◆ Article ◆
————
Council members previously have said they favor some kind of reimbursement for employees, but have not agreed on an amount – which would affect the city’s 2014-2015.
Facing a deadline of Friday, May 15, to enroll employees in the state plan, the City Council took that action, but left the reimbursement issue and further consideration of the budget for a future meeting. The council voted 5-2 to enroll city employees in the state plan, with Councilman Brendon Barbour and Councilwoman Peggy Wayne dissenting.
Some council members voiced concern about being rushed into a decision. The council was taken aback at Abed-El-Latif’s request for an immediate vote on Thursday, the day before the deadline. “We haven’t even really had time to review this properly,” said Councilwoman Wayne.”
An agitated Councilman Barbour voiced his concern directly to Abed-El-Latif, stating, “I don’t see how you can do your job as the Human Resources Manager and be the benefits administrator for this plan at the same time.”
Abed-El-Latif assured Barbour that her job as HR manager included the administration of the city’s health plan, whatever the plan turned out to be. She also pointed out that the plan has a mandatory four-year participation, and if the municipality left the plan anytime within those four years, it could not rejoin for another four years.
The plan also contains a tobacco surcharge of $40 per month for single employees, and $60 per month for family policy coverage.
The other sticking point in the proposed 2014-2015 budget was the salary and role of the city’s new Economic Developer.
“I don’t understand why this has to be a separate department,” said Councilman Clarence Smalls speaking of the city’s Economic Developer position. “Why can’t he just be put in that office over there with Rick and all that bunch?”; suggesting that the Economic Developer’s position be grouped in with the office of Housing and Community Development. In defense of the position, Councilwoman Carol Jayroe reminded Smalls that the city had paid for a company to review and advise them on the justification of departments, and the city acted on the information that was provided in creating the position. Mayor Jack Scoville suggested that the council get an update from the department and review the findings of the company that guided the city in its decision to create the department in the first place.
After returning from an executive session, the council passed a motion to release all written records previously withheld by the city under attorney-client privilege, as a result of a specific Freedom of Information Act request submitted by either Steve or Jean Rothrock. The Mayor noted that personal information in regards to city employees and contractual information would be excluded from the information released.
————
◆ Task A ◆
Duplicate, character for character, the part of the entries that opens with their first line and closes with the line containing "Trace every instance", including both of those lines.
The article and the entries come from separate, unrelated sources.

◆ Source records ◆
————
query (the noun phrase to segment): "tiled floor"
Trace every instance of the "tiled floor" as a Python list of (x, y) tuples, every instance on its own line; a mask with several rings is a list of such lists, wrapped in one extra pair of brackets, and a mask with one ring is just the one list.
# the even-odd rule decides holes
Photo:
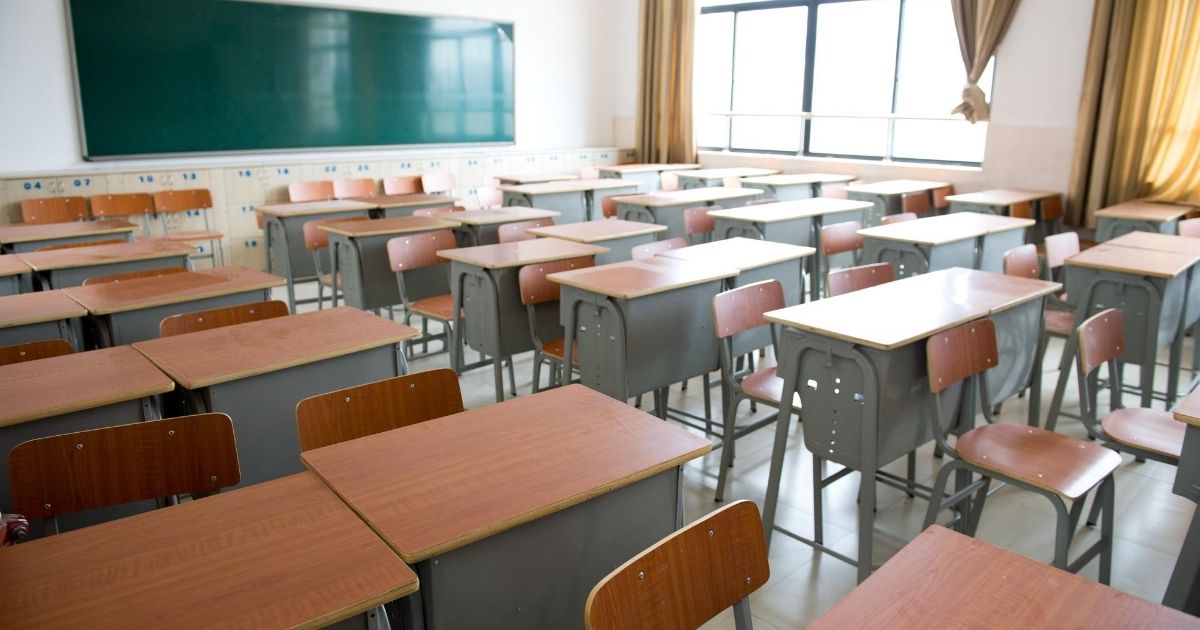
[[(301, 307), (301, 311), (304, 310), (307, 307)], [(1054, 367), (1057, 366), (1060, 349), (1061, 342), (1058, 340), (1051, 341), (1043, 379), (1043, 414), (1049, 408), (1050, 396), (1058, 376)], [(1184, 352), (1184, 365), (1189, 365), (1189, 361), (1190, 340), (1188, 340)], [(430, 370), (446, 365), (446, 355), (440, 354), (412, 361), (410, 370)], [(527, 353), (520, 356), (515, 368), (518, 391), (528, 394), (532, 379), (532, 354)], [(1134, 370), (1130, 370), (1129, 374), (1133, 377)], [(713, 379), (714, 383), (716, 380), (716, 378)], [(1159, 388), (1165, 383), (1164, 368), (1159, 370), (1157, 383), (1159, 383)], [(494, 402), (490, 368), (463, 374), (461, 384), (463, 402), (468, 408)], [(1106, 395), (1102, 396), (1102, 398), (1104, 397)], [(715, 390), (713, 398), (719, 400)], [(1134, 397), (1127, 396), (1126, 403), (1135, 404)], [(671, 389), (671, 406), (696, 414), (702, 413), (703, 398), (700, 379), (692, 379), (686, 392), (673, 386)], [(1001, 420), (1024, 424), (1026, 410), (1025, 400), (1012, 400), (1004, 404)], [(1078, 413), (1074, 378), (1072, 378), (1072, 384), (1067, 390), (1064, 410)], [(756, 416), (764, 416), (768, 413), (768, 409), (760, 407)], [(714, 414), (720, 418), (719, 410), (714, 410)], [(749, 406), (743, 403), (738, 420), (744, 422), (749, 416)], [(1061, 419), (1058, 431), (1084, 437), (1082, 425), (1073, 419)], [(737, 461), (726, 492), (727, 500), (750, 499), (761, 504), (766, 492), (773, 433), (774, 426), (768, 426), (738, 442)], [(812, 496), (809, 479), (811, 461), (808, 450), (803, 446), (803, 425), (793, 421), (791, 433), (784, 467), (778, 521), (784, 527), (804, 535), (811, 535)], [(688, 521), (698, 518), (718, 506), (713, 502), (713, 493), (716, 486), (719, 458), (720, 451), (714, 451), (685, 467)], [(940, 460), (932, 456), (932, 446), (926, 445), (918, 451), (917, 461), (918, 480), (931, 484), (940, 467)], [(889, 467), (895, 473), (902, 473), (902, 460)], [(1195, 505), (1189, 500), (1171, 493), (1174, 479), (1174, 467), (1154, 462), (1136, 463), (1130, 456), (1124, 457), (1124, 464), (1117, 470), (1117, 521), (1112, 586), (1151, 601), (1162, 600), (1175, 558), (1195, 509)], [(858, 475), (853, 474), (838, 481), (824, 492), (826, 542), (848, 556), (854, 556), (857, 552), (857, 487)], [(901, 491), (886, 486), (878, 487), (875, 527), (876, 563), (887, 560), (920, 532), (926, 505), (924, 500), (911, 499)], [(943, 515), (943, 518), (947, 518), (947, 515)], [(1006, 487), (988, 499), (978, 538), (1031, 558), (1049, 562), (1054, 551), (1054, 509), (1044, 498)], [(1078, 534), (1072, 551), (1073, 556), (1078, 550), (1094, 542), (1097, 536), (1098, 533), (1092, 529), (1085, 529)], [(751, 596), (755, 628), (760, 629), (803, 628), (856, 586), (856, 571), (852, 566), (833, 557), (816, 553), (809, 546), (778, 533), (772, 539), (770, 572), (770, 581)], [(1082, 575), (1096, 578), (1094, 560), (1082, 570)], [(732, 629), (732, 613), (726, 611), (706, 628)]]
————
◆ Task B ◆
According to the article, which two council members dissented from the vote to enroll city employees in the state plan?

◆ Task result A ◆
query (the noun phrase to segment): "tiled floor"
Trace every instance of the "tiled floor" as a Python list of (x, y) tuples, every instance on its own line; a mask with several rings is a list of such lists, wrapped in one extra pair of brackets, and a mask with one ring is just the one list.

◆ Task result B ◆
Councilman Brendon Barbour and Councilwoman Peggy Wayne.